#### [WORK TO BE COMPLETED]
Report how many lines in the listing below contain the string "wooden", matching case exactly. Give only the number.

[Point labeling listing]
━━━━━━━━━━━━━━━━
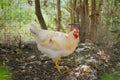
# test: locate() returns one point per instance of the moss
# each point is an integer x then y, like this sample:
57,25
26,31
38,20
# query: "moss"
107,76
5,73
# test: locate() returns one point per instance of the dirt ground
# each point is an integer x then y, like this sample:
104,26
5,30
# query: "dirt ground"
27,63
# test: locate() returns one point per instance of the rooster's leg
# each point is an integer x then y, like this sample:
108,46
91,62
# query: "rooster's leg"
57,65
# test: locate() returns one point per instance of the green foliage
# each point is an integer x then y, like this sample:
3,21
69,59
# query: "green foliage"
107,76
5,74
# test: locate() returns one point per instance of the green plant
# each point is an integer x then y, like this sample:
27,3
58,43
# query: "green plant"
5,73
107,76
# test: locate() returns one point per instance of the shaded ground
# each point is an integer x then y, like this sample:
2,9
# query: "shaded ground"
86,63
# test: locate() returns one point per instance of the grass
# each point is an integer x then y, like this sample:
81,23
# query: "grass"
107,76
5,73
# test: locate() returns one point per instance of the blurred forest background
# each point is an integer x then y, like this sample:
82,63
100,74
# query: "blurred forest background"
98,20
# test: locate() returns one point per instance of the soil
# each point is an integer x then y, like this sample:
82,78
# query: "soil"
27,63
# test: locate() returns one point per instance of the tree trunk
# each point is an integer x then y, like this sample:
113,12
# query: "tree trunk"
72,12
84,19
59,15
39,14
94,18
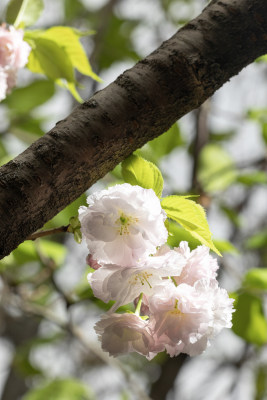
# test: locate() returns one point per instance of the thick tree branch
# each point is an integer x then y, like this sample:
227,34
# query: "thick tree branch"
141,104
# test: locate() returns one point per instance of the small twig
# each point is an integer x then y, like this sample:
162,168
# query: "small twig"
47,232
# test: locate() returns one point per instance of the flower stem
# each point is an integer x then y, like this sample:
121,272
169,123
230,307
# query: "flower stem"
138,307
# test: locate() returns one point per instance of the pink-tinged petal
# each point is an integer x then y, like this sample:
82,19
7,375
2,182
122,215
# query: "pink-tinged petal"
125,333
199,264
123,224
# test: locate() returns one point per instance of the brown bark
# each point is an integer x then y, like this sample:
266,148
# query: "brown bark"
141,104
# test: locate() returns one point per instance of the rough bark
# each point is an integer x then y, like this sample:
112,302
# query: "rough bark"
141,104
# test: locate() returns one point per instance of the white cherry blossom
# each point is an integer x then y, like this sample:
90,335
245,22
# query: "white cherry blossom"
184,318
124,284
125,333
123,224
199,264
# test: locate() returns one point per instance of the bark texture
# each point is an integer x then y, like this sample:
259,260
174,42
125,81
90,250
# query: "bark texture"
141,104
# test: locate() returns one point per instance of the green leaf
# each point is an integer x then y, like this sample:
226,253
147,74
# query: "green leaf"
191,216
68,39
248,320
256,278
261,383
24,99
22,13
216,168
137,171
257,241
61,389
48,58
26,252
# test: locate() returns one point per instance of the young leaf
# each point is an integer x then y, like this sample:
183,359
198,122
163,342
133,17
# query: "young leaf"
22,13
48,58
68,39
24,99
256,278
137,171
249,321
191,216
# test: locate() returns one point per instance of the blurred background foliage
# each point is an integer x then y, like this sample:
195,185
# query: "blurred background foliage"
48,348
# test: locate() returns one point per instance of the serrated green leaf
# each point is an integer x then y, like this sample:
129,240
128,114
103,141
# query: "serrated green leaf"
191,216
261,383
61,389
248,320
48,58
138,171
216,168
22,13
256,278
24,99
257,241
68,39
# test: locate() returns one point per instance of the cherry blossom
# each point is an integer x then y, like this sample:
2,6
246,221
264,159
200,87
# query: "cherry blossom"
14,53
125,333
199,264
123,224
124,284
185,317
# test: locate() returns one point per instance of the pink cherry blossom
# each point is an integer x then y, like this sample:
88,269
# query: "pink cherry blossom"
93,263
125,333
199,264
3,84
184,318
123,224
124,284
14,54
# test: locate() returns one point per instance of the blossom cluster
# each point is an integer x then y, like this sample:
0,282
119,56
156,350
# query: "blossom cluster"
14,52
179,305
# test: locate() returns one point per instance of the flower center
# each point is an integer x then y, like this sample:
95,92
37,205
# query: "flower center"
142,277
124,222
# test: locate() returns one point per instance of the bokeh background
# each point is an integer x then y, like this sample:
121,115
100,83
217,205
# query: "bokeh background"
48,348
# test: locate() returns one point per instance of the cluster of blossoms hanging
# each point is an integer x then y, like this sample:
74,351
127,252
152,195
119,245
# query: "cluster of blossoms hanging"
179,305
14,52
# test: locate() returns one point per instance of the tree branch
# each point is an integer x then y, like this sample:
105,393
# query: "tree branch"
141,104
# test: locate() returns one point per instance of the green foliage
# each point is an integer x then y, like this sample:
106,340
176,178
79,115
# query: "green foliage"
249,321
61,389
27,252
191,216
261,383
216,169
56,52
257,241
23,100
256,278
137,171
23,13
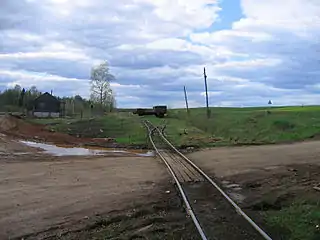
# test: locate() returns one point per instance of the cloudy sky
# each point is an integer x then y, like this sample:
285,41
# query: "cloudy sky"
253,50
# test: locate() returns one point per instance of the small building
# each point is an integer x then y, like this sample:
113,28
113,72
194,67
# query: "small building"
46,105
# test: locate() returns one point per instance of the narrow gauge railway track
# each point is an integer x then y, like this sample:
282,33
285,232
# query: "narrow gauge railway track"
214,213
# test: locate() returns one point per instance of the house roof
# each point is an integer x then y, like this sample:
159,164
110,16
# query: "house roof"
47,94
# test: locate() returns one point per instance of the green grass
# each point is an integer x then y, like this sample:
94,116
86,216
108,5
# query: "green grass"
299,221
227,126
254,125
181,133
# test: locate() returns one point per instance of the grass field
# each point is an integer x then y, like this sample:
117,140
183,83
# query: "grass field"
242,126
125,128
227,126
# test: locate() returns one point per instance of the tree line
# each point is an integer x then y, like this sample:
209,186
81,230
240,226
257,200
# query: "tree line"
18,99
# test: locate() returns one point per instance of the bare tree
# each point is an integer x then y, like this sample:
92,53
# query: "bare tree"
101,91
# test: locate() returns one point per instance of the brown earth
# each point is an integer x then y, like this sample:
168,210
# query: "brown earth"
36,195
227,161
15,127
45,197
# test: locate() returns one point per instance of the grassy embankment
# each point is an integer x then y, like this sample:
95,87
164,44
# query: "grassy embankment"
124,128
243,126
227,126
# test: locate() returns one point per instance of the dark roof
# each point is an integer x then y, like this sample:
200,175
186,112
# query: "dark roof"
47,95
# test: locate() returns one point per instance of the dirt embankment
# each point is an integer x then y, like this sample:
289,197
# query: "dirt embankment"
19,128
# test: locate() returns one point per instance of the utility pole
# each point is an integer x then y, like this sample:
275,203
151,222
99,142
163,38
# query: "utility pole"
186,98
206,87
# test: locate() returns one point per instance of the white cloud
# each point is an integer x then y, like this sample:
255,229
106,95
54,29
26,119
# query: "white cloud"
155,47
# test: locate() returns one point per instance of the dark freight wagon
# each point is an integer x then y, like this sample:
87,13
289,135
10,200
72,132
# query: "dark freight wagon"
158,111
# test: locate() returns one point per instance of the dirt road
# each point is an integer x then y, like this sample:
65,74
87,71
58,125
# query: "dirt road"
━━━━━━━━━━━━━━━━
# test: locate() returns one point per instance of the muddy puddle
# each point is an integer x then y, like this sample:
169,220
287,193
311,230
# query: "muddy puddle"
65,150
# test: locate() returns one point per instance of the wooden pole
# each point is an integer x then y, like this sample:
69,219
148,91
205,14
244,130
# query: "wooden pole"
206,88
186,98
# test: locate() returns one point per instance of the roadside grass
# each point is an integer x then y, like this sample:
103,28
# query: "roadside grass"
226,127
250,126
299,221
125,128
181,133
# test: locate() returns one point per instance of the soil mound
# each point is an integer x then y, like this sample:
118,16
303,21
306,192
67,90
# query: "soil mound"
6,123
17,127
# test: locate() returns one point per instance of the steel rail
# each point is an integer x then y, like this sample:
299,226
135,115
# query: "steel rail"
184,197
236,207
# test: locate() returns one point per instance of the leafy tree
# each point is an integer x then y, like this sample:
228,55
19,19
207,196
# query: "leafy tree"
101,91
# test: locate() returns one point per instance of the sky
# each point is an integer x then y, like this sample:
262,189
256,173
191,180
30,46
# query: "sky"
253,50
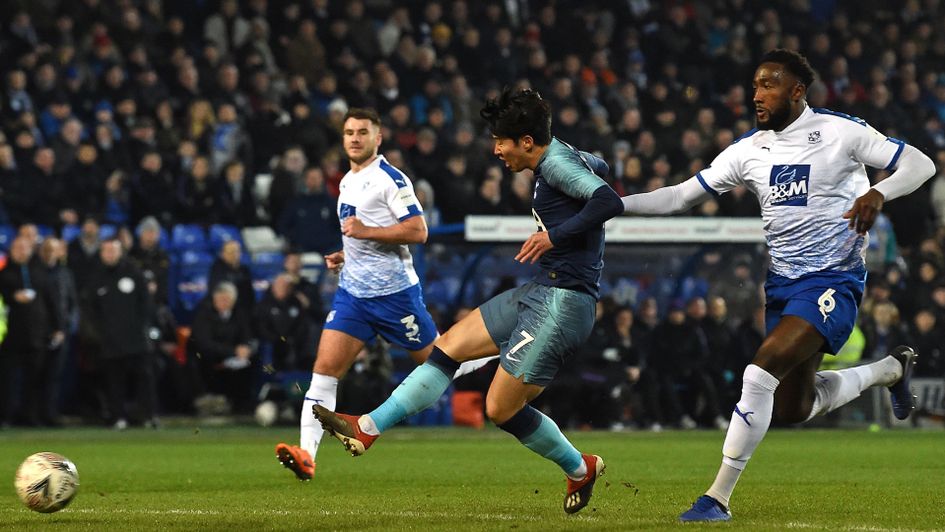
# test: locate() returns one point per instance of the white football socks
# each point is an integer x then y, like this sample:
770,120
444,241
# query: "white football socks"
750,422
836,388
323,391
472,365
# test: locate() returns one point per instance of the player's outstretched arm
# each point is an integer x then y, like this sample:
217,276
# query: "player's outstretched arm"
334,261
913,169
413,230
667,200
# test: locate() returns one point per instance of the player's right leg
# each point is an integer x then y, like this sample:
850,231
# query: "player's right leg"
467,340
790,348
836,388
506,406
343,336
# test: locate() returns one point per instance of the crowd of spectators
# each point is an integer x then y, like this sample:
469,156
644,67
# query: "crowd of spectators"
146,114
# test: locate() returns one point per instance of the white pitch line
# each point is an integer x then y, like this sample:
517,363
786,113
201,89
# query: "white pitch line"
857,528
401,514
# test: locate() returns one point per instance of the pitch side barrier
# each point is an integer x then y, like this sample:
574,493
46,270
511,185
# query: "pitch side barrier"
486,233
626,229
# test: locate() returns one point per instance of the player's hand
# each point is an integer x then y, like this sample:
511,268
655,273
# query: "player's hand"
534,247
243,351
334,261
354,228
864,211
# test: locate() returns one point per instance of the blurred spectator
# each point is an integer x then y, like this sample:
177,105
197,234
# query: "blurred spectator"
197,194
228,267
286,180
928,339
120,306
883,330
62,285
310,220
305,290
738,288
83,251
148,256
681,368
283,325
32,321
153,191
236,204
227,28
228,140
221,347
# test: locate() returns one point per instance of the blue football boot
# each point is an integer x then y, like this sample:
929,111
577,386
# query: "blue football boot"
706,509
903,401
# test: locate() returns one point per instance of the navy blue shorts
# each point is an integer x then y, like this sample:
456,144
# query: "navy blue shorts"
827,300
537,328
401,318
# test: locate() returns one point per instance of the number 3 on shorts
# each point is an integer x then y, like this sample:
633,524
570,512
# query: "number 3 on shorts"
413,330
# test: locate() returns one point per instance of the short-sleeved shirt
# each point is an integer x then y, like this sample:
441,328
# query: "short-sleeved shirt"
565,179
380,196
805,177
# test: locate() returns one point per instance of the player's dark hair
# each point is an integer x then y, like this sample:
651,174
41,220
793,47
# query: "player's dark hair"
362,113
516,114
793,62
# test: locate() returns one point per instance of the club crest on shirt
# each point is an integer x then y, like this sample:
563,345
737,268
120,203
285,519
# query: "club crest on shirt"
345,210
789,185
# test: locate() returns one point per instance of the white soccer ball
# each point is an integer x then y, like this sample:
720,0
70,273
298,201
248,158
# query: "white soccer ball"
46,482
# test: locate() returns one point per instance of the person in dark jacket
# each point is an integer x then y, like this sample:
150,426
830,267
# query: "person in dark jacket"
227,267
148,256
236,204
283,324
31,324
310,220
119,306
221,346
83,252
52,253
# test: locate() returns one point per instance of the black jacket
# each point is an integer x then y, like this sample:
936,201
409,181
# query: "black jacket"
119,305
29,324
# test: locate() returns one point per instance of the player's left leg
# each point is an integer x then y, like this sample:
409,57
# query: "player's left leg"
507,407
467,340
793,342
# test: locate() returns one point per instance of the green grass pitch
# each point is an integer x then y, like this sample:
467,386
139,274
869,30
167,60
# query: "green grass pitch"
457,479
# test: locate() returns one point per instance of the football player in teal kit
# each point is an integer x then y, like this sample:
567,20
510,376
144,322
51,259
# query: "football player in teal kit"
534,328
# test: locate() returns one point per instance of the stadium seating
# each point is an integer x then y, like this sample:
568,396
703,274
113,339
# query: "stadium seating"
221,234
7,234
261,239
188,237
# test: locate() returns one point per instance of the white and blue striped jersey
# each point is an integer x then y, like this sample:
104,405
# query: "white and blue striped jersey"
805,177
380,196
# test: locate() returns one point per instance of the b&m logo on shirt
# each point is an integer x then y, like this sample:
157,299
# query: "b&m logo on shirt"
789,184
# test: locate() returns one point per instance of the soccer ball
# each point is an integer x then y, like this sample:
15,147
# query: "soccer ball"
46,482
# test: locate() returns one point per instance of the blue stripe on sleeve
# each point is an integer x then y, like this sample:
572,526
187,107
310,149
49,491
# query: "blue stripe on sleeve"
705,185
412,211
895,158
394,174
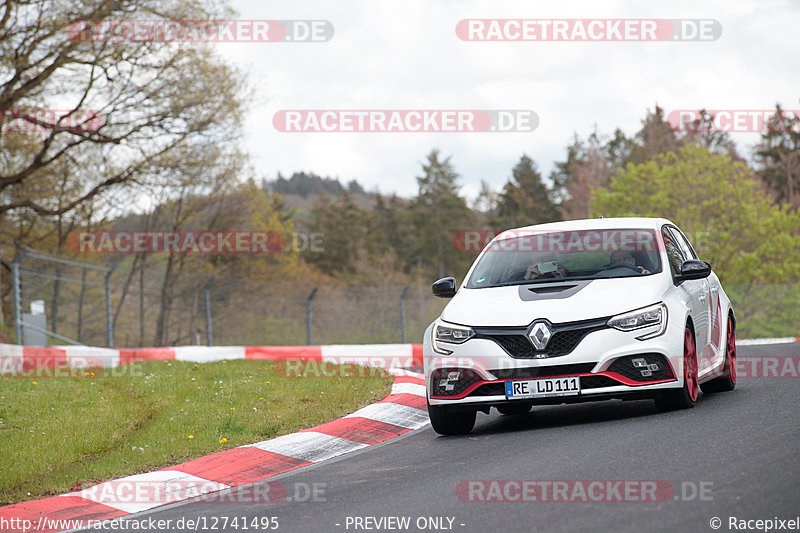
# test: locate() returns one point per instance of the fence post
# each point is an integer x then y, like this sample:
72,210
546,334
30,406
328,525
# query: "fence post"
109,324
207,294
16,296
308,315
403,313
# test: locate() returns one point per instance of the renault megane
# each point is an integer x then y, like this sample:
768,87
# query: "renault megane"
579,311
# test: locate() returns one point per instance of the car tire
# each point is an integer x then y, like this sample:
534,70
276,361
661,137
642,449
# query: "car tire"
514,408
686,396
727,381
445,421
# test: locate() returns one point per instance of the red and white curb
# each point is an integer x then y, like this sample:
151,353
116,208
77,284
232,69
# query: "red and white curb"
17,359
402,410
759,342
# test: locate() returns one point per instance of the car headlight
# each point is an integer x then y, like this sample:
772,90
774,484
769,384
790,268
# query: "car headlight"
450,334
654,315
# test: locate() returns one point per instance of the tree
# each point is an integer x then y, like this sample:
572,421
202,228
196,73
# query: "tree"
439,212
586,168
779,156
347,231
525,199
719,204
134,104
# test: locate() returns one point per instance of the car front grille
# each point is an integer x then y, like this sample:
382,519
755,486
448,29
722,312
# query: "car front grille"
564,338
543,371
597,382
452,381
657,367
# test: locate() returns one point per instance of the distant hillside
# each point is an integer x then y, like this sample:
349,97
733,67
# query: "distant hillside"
━━━━━━━━━━━━━━━━
#### [THE REPLY]
2